### WHAT YOU NEED TO DO
Count how many lines in the records below contain the word "building". Reply with that number only.

### PROVIDED DATA

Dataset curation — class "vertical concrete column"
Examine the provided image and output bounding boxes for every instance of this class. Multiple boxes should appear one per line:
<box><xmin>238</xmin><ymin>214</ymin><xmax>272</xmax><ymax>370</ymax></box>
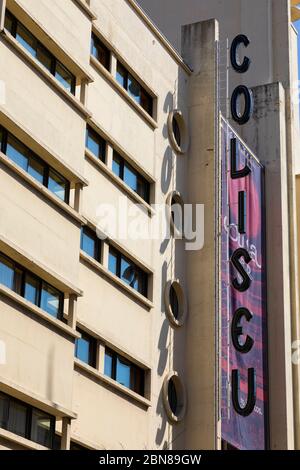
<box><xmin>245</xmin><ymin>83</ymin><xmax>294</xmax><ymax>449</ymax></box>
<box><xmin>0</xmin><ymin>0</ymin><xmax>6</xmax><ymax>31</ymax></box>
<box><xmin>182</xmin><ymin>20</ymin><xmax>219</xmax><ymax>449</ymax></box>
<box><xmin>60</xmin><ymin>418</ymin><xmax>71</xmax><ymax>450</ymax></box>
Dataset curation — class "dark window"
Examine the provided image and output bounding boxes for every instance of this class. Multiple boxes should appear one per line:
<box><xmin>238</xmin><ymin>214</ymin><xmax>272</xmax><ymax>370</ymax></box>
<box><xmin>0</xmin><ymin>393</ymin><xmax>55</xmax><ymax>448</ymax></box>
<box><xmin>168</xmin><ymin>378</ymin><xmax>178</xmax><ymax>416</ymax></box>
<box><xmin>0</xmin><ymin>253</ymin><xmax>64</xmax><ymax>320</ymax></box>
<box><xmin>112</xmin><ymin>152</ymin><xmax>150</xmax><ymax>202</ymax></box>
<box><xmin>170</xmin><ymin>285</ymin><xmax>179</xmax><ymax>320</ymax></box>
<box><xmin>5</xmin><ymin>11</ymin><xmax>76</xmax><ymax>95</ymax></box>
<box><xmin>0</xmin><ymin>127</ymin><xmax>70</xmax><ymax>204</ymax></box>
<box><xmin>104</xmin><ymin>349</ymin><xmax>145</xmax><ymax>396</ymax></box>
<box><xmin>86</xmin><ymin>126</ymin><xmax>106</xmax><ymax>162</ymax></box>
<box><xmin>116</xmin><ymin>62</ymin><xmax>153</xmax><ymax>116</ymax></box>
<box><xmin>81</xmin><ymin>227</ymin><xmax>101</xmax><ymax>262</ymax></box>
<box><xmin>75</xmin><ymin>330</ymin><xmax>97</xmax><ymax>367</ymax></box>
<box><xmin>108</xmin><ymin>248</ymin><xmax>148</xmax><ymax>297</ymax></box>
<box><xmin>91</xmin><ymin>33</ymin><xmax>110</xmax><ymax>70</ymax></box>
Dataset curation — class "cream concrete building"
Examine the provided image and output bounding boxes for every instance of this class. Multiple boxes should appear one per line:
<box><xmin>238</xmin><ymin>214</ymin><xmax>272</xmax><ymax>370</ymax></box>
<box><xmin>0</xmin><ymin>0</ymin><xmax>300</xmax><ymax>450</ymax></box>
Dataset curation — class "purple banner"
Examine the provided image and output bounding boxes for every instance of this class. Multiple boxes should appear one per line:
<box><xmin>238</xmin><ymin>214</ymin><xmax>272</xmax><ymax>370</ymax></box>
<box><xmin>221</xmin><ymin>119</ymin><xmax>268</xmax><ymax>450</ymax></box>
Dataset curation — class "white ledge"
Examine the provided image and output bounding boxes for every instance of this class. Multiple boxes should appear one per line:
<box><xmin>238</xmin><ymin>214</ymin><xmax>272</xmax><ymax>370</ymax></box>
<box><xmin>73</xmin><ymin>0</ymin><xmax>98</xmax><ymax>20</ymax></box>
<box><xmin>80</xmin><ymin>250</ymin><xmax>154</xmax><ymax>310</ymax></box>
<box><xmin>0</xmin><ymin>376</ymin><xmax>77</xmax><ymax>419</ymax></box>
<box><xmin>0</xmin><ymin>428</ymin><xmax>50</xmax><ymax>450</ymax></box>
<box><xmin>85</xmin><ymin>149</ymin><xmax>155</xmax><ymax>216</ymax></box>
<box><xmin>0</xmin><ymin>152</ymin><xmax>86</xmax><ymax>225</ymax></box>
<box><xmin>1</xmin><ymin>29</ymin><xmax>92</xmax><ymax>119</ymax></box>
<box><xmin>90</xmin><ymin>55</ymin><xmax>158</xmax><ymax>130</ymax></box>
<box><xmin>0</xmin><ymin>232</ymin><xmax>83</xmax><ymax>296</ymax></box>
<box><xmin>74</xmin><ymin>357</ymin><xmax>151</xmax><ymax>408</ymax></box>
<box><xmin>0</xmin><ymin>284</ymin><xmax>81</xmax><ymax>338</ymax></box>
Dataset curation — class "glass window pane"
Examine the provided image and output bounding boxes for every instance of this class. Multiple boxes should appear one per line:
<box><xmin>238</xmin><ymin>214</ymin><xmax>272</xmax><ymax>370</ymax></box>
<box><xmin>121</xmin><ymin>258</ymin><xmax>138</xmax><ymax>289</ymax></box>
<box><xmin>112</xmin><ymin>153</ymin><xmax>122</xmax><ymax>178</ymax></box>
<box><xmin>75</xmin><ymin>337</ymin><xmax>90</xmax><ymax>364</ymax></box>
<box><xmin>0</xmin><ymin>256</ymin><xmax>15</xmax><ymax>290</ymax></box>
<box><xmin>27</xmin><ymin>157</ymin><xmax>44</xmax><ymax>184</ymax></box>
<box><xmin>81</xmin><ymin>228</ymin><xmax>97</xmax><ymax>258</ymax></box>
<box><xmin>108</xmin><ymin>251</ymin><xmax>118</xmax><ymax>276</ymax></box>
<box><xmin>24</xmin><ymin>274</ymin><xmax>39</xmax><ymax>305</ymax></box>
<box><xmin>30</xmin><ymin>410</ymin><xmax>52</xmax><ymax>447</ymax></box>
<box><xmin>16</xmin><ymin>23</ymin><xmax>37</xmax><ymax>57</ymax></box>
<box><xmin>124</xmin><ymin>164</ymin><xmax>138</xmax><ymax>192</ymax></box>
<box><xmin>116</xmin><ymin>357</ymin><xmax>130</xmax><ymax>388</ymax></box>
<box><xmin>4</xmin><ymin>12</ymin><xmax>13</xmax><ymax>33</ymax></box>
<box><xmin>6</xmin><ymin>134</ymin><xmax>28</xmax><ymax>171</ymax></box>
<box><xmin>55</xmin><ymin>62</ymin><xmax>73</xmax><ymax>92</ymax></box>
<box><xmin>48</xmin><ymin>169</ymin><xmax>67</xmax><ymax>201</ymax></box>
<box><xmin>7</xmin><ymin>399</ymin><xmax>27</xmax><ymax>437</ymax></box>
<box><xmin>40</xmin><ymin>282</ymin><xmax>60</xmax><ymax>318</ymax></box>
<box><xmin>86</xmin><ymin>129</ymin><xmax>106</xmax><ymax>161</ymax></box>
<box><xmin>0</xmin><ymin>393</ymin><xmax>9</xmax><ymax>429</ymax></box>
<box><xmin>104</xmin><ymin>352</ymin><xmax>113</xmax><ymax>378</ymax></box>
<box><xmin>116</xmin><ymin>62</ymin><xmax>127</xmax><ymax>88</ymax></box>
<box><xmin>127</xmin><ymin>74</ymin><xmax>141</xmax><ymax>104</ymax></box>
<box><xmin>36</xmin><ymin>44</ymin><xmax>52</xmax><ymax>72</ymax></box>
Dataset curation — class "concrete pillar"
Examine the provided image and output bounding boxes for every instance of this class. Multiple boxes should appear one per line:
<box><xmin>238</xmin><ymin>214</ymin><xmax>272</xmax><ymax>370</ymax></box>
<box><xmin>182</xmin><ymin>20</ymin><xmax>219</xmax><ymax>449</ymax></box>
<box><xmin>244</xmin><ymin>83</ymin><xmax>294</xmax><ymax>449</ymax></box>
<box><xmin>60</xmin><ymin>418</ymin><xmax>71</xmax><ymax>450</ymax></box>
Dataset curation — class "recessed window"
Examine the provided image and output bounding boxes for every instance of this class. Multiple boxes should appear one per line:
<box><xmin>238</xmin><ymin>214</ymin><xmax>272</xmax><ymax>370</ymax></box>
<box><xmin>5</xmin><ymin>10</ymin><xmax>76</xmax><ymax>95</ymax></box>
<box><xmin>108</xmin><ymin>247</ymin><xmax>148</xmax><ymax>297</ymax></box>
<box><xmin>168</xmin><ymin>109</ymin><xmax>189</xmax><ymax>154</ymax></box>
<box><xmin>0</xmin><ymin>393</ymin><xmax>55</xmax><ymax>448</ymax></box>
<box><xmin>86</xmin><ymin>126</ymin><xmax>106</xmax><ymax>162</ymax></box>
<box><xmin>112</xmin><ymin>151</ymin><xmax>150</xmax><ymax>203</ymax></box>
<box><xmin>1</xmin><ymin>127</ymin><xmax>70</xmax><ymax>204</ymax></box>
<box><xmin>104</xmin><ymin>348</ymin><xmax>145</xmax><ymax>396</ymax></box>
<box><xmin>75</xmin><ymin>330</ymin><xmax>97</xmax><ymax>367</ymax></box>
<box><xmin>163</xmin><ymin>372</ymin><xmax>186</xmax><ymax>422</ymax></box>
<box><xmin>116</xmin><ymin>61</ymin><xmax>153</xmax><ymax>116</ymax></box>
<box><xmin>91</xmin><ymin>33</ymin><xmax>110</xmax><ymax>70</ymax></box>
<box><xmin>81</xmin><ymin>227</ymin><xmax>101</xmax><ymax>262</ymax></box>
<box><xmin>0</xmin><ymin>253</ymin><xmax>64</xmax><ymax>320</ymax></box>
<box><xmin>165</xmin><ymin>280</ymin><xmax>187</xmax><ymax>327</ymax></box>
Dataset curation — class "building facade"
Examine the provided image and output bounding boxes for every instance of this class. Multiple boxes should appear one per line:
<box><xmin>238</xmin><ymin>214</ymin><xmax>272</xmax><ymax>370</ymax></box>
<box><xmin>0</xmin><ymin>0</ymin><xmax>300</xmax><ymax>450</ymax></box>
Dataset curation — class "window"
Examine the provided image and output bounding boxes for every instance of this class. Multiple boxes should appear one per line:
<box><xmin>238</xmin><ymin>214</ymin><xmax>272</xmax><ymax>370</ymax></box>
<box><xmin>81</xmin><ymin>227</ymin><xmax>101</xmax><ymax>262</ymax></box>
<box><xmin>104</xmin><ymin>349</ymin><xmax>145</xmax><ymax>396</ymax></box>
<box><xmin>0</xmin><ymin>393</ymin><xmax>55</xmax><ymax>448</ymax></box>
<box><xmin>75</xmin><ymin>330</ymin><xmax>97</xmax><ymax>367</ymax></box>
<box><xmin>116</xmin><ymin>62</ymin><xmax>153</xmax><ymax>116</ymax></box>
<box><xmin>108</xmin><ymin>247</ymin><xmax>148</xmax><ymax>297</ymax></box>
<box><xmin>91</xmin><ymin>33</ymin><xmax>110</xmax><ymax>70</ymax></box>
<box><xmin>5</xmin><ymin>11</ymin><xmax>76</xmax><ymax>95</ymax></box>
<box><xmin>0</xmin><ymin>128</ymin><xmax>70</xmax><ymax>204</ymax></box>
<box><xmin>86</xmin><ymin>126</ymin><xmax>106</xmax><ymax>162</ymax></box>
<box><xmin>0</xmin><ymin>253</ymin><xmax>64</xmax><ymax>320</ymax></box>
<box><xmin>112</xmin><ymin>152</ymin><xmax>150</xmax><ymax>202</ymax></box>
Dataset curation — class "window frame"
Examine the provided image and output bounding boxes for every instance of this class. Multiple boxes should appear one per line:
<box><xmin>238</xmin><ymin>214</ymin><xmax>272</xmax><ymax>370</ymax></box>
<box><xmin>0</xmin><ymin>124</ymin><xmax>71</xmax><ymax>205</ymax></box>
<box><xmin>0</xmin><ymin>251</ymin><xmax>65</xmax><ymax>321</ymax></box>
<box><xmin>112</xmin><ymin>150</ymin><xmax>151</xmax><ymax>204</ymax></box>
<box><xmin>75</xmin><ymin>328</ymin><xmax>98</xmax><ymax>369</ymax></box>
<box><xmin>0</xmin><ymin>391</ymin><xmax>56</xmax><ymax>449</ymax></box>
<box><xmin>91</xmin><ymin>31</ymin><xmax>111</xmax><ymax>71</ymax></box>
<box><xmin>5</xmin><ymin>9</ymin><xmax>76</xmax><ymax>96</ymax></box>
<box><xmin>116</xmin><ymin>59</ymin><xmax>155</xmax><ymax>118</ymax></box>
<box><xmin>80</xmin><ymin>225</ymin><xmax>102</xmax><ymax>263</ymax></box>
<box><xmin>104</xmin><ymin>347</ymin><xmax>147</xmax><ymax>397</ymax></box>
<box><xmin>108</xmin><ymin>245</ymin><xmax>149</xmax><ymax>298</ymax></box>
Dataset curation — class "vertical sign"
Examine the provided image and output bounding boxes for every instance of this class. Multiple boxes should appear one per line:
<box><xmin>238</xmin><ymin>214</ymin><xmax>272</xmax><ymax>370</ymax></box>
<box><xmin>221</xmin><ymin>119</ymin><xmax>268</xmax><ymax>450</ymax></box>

### SOLUTION TO THIS TASK
2